[Point annotation dataset rows]
** BEGIN **

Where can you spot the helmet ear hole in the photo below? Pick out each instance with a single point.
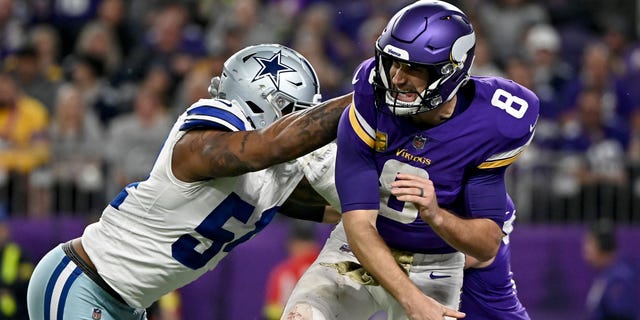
(254, 107)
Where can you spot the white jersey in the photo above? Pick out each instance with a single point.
(319, 167)
(161, 234)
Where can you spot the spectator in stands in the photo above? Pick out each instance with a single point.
(550, 73)
(596, 73)
(134, 139)
(302, 250)
(99, 41)
(31, 78)
(171, 40)
(12, 29)
(505, 22)
(613, 293)
(598, 152)
(77, 163)
(46, 41)
(15, 272)
(23, 141)
(242, 23)
(484, 63)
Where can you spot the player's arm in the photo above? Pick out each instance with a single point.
(204, 154)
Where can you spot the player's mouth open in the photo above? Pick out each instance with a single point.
(405, 96)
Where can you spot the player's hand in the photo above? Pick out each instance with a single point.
(430, 309)
(420, 191)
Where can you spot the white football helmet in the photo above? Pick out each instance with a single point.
(267, 81)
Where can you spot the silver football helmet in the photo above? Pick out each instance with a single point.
(267, 81)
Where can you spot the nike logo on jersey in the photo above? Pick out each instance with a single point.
(355, 76)
(435, 276)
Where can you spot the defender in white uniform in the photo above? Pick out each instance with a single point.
(215, 184)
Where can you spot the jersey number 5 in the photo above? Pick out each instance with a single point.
(185, 249)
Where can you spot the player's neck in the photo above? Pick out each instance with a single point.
(436, 116)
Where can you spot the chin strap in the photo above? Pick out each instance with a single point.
(213, 87)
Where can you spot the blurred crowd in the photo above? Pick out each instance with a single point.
(90, 88)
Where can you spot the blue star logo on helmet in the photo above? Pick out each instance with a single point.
(272, 68)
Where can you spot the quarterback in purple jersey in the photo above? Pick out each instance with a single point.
(422, 153)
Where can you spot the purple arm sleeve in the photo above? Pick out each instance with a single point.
(356, 175)
(485, 195)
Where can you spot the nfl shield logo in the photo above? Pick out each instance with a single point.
(418, 142)
(97, 314)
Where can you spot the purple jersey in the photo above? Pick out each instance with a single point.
(490, 293)
(493, 124)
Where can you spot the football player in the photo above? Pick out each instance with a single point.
(421, 157)
(221, 175)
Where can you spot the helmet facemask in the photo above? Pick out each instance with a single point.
(432, 35)
(268, 81)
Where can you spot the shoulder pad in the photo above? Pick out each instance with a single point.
(216, 114)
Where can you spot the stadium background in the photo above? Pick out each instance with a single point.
(145, 61)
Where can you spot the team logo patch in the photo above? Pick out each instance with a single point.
(97, 314)
(345, 248)
(272, 68)
(418, 142)
(381, 141)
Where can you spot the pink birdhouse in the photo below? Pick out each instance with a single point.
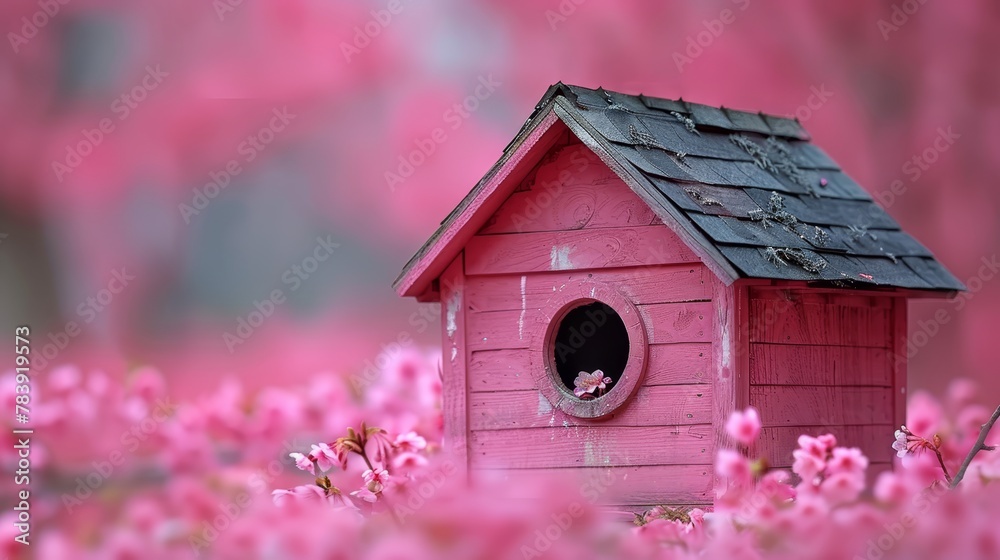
(634, 269)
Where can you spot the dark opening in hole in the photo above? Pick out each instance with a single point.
(591, 337)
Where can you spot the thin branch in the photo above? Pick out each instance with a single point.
(979, 446)
(943, 467)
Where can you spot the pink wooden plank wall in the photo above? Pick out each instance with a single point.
(572, 218)
(823, 363)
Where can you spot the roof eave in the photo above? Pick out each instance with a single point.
(433, 257)
(641, 186)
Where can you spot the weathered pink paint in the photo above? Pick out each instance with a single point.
(812, 360)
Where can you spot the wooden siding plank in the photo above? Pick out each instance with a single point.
(680, 405)
(500, 370)
(643, 285)
(900, 389)
(571, 189)
(592, 446)
(523, 153)
(794, 322)
(723, 368)
(678, 322)
(455, 383)
(575, 250)
(498, 329)
(791, 364)
(636, 485)
(678, 364)
(822, 406)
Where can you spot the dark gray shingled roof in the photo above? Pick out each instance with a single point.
(749, 188)
(773, 204)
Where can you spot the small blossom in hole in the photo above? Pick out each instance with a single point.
(588, 383)
(304, 462)
(744, 426)
(900, 444)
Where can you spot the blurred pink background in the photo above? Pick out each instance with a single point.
(116, 113)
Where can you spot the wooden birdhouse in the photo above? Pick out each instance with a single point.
(703, 260)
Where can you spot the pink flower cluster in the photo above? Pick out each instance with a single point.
(128, 472)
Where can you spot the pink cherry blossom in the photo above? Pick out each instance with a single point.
(304, 462)
(842, 487)
(733, 466)
(848, 460)
(410, 442)
(744, 426)
(324, 456)
(409, 461)
(380, 444)
(806, 464)
(365, 494)
(377, 478)
(587, 383)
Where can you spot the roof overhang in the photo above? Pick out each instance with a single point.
(553, 116)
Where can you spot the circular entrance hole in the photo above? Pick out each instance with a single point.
(591, 337)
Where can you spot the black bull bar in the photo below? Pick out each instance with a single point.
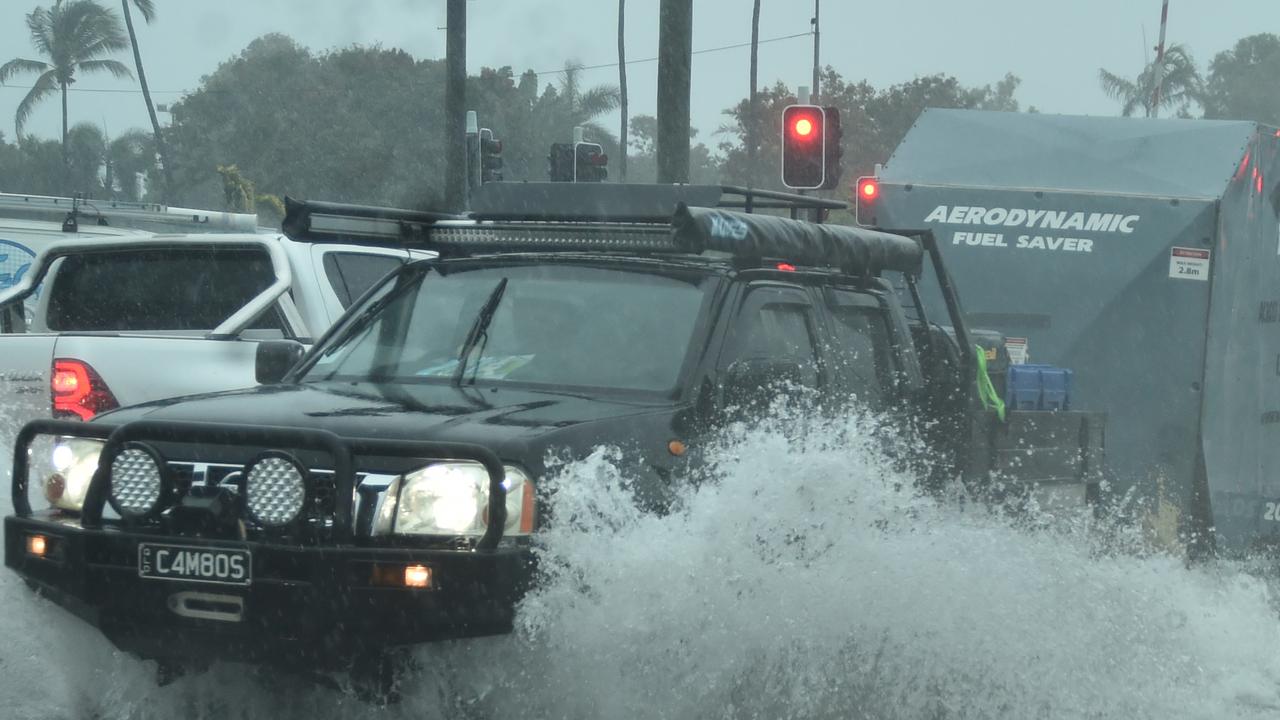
(343, 451)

** END **

Arrange the rows, starting with the line that contains "Where can you spot the roof overhang" and going on through the end of the rows, as a two-column CSV with the columns text and answer. Put each wording on its own line with the points that follow it, quote each field, turn line breaks into spaces, and leave the pictures out.

text,answer
"Where can you spot the roof overhang in the photo above? Pick out each instance with a single point.","(553, 116)"
"Where can you spot the circular entrance hole in the photo above? Pick out each instance with a single point.","(591, 337)"
"Where can you spot the black bull bar in the photo below? Pick out each instance with a single point.","(343, 451)"